**The problem**:
Across all the records, filter for lines with the word "buildings" and copy them.

**Supplied records**:

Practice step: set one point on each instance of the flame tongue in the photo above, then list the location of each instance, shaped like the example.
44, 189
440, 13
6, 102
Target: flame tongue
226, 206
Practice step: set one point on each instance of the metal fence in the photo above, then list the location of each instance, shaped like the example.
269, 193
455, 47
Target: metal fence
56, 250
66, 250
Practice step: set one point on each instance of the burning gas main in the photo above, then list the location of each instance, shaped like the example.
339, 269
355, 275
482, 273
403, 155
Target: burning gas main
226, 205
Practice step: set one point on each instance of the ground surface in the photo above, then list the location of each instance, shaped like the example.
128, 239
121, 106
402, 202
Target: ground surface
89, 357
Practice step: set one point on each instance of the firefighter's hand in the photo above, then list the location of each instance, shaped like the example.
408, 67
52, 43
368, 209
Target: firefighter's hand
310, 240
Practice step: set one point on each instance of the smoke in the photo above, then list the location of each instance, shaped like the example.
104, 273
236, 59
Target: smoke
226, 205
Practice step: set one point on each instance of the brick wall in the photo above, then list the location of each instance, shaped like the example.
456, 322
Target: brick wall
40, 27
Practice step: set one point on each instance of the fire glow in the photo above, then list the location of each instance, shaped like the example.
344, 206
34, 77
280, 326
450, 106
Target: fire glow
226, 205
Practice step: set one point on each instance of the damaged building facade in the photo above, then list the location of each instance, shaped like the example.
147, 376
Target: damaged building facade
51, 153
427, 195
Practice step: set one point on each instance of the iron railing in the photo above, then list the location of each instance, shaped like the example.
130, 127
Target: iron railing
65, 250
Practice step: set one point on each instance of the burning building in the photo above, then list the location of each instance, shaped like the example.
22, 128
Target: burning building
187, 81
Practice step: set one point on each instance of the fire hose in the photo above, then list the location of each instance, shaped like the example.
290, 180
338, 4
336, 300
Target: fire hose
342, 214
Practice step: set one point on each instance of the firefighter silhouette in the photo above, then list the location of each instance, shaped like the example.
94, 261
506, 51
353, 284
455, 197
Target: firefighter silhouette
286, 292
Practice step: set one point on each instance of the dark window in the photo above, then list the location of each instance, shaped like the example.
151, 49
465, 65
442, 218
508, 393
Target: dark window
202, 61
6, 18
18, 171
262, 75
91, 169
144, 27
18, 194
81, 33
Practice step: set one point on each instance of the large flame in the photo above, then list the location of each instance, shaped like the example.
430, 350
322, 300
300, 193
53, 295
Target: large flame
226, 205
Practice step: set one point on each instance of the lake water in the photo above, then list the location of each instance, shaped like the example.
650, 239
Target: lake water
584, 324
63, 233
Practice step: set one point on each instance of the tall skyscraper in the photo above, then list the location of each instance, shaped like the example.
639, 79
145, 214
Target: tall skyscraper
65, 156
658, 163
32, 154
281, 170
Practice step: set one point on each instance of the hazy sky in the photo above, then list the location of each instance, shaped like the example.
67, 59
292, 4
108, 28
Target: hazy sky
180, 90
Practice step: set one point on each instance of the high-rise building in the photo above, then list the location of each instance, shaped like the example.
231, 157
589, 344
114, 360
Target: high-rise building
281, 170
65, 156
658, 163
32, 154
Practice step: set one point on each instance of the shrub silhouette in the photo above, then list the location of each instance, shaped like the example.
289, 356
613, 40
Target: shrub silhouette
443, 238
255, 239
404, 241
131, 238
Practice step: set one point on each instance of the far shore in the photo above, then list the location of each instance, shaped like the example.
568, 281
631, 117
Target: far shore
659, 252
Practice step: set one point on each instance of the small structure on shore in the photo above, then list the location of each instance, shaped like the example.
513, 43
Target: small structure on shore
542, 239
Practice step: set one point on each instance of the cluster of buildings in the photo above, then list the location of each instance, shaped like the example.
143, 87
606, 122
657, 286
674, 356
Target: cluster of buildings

**Answer space**:
Practice step: set one point on each instance of the cluster of buildings in the photo above, then list the location of each instance, shaped like the example.
Target: cluster of buildings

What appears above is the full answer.